#### [What this task involves]
Can you copy the listing again, starting with the line that contains "[locate] power line" and going on through the end of the listing, with every coordinate in the answer points offset by 44 and the requests and their sample points left unchanged? Leave the pictures out of your reply.

▶

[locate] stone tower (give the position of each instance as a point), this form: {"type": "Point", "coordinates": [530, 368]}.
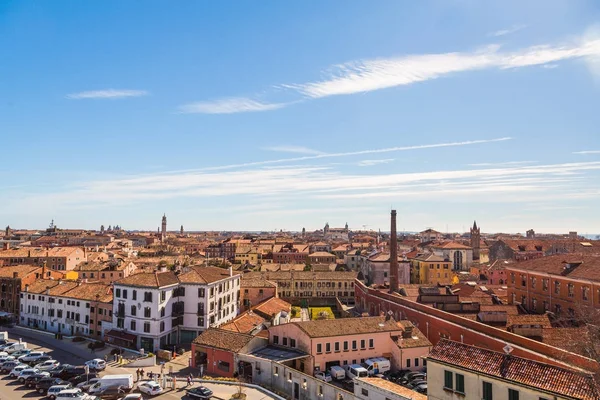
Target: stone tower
{"type": "Point", "coordinates": [163, 232]}
{"type": "Point", "coordinates": [475, 240]}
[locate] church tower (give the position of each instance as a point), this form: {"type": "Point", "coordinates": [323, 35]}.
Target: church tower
{"type": "Point", "coordinates": [163, 232]}
{"type": "Point", "coordinates": [475, 240]}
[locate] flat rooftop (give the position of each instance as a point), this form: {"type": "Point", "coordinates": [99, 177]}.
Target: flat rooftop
{"type": "Point", "coordinates": [274, 353]}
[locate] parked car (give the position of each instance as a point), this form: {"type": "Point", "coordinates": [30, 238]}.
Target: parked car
{"type": "Point", "coordinates": [69, 372]}
{"type": "Point", "coordinates": [323, 375]}
{"type": "Point", "coordinates": [25, 373]}
{"type": "Point", "coordinates": [85, 385]}
{"type": "Point", "coordinates": [53, 391]}
{"type": "Point", "coordinates": [9, 366]}
{"type": "Point", "coordinates": [200, 392]}
{"type": "Point", "coordinates": [47, 365]}
{"type": "Point", "coordinates": [32, 380]}
{"type": "Point", "coordinates": [150, 387]}
{"type": "Point", "coordinates": [21, 352]}
{"type": "Point", "coordinates": [97, 364]}
{"type": "Point", "coordinates": [112, 392]}
{"type": "Point", "coordinates": [76, 380]}
{"type": "Point", "coordinates": [14, 373]}
{"type": "Point", "coordinates": [133, 396]}
{"type": "Point", "coordinates": [73, 394]}
{"type": "Point", "coordinates": [32, 356]}
{"type": "Point", "coordinates": [46, 383]}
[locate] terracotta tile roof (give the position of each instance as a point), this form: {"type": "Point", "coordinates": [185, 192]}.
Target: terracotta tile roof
{"type": "Point", "coordinates": [202, 275]}
{"type": "Point", "coordinates": [394, 388]}
{"type": "Point", "coordinates": [255, 282]}
{"type": "Point", "coordinates": [560, 381]}
{"type": "Point", "coordinates": [348, 326]}
{"type": "Point", "coordinates": [272, 306]}
{"type": "Point", "coordinates": [150, 279]}
{"type": "Point", "coordinates": [21, 270]}
{"type": "Point", "coordinates": [244, 323]}
{"type": "Point", "coordinates": [222, 339]}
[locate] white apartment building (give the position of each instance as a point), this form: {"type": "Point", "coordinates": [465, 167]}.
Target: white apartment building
{"type": "Point", "coordinates": [157, 310]}
{"type": "Point", "coordinates": [67, 307]}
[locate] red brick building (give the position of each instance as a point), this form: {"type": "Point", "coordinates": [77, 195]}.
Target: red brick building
{"type": "Point", "coordinates": [437, 324]}
{"type": "Point", "coordinates": [562, 284]}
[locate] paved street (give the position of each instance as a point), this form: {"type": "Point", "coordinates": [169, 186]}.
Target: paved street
{"type": "Point", "coordinates": [67, 352]}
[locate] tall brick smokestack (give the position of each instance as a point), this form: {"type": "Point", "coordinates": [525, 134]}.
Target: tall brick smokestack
{"type": "Point", "coordinates": [393, 255]}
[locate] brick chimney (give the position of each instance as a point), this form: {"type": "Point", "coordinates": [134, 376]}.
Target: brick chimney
{"type": "Point", "coordinates": [393, 255]}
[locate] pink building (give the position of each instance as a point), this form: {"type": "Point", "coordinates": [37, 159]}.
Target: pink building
{"type": "Point", "coordinates": [352, 341]}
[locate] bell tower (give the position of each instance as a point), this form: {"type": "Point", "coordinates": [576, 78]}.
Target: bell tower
{"type": "Point", "coordinates": [475, 240]}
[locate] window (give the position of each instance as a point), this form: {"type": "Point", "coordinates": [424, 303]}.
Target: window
{"type": "Point", "coordinates": [448, 381]}
{"type": "Point", "coordinates": [487, 391]}
{"type": "Point", "coordinates": [460, 383]}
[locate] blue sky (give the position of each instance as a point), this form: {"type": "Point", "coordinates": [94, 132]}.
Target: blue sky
{"type": "Point", "coordinates": [281, 115]}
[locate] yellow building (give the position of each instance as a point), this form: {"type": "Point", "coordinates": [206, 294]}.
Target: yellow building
{"type": "Point", "coordinates": [430, 269]}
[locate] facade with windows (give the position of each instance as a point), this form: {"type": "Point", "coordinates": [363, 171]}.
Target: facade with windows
{"type": "Point", "coordinates": [158, 310]}
{"type": "Point", "coordinates": [460, 371]}
{"type": "Point", "coordinates": [352, 341]}
{"type": "Point", "coordinates": [67, 307]}
{"type": "Point", "coordinates": [562, 284]}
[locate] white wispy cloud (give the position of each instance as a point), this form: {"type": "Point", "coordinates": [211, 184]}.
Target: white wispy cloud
{"type": "Point", "coordinates": [107, 94]}
{"type": "Point", "coordinates": [293, 149]}
{"type": "Point", "coordinates": [500, 164]}
{"type": "Point", "coordinates": [229, 106]}
{"type": "Point", "coordinates": [368, 75]}
{"type": "Point", "coordinates": [370, 163]}
{"type": "Point", "coordinates": [509, 31]}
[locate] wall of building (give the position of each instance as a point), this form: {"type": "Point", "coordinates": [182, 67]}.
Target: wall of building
{"type": "Point", "coordinates": [436, 324]}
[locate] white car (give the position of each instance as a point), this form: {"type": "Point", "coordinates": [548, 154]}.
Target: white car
{"type": "Point", "coordinates": [33, 356]}
{"type": "Point", "coordinates": [97, 364]}
{"type": "Point", "coordinates": [17, 370]}
{"type": "Point", "coordinates": [151, 387]}
{"type": "Point", "coordinates": [73, 394]}
{"type": "Point", "coordinates": [53, 391]}
{"type": "Point", "coordinates": [47, 365]}
{"type": "Point", "coordinates": [27, 372]}
{"type": "Point", "coordinates": [323, 375]}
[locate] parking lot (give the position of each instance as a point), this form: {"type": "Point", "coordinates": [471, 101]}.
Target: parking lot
{"type": "Point", "coordinates": [12, 389]}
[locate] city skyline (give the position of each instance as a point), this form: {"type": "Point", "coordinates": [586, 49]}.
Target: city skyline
{"type": "Point", "coordinates": [277, 116]}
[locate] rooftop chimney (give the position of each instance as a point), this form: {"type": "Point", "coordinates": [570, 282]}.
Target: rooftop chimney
{"type": "Point", "coordinates": [393, 255]}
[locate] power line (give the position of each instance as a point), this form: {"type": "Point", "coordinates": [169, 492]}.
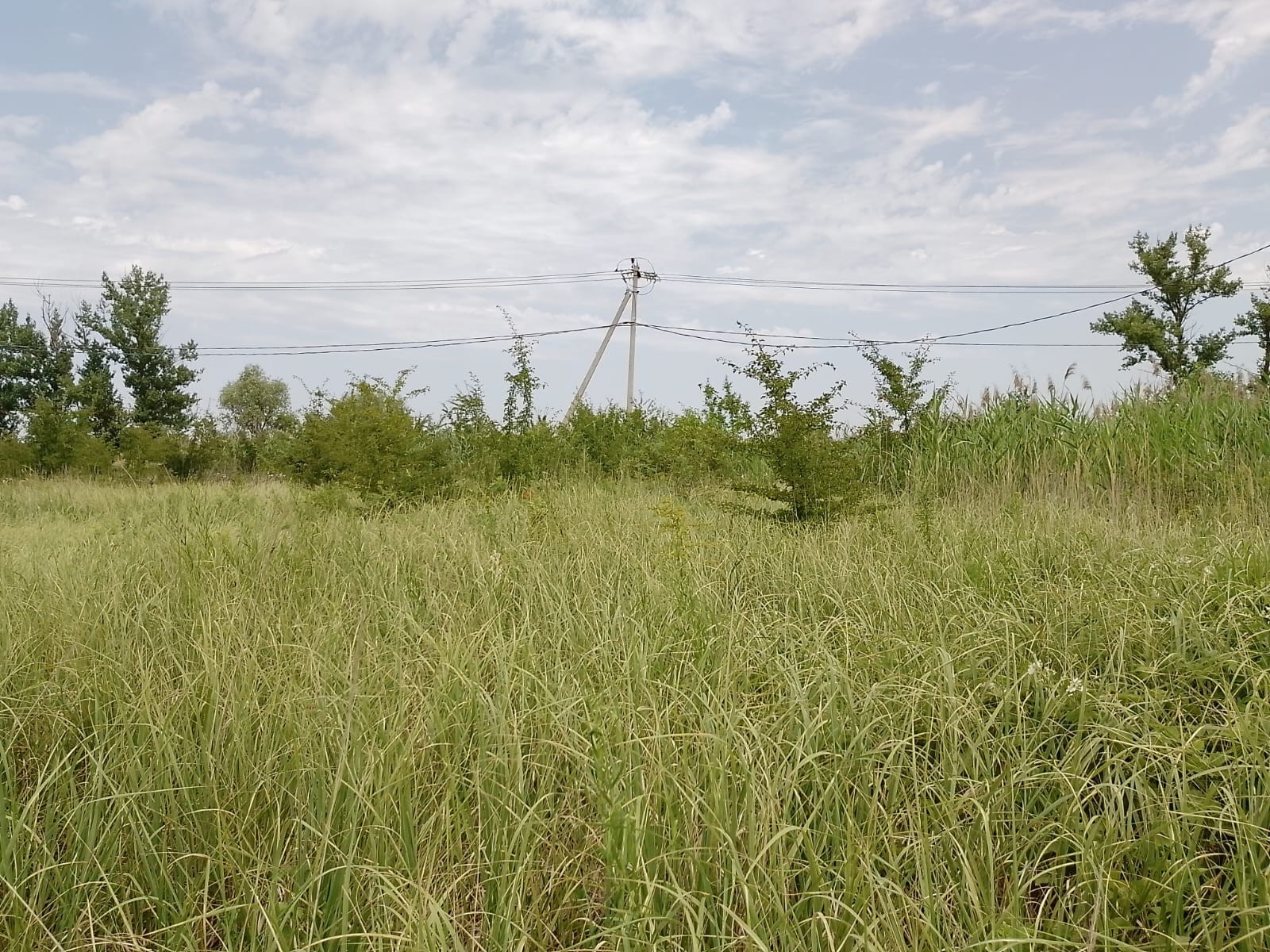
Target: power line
{"type": "Point", "coordinates": [319, 349]}
{"type": "Point", "coordinates": [408, 285]}
{"type": "Point", "coordinates": [856, 343]}
{"type": "Point", "coordinates": [714, 336]}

◀

#### [Result]
[locate] power line (give the position of each instance as a point), this form: {"type": "Point", "coordinates": [169, 492]}.
Target: power line
{"type": "Point", "coordinates": [363, 393]}
{"type": "Point", "coordinates": [452, 329]}
{"type": "Point", "coordinates": [900, 387]}
{"type": "Point", "coordinates": [758, 380]}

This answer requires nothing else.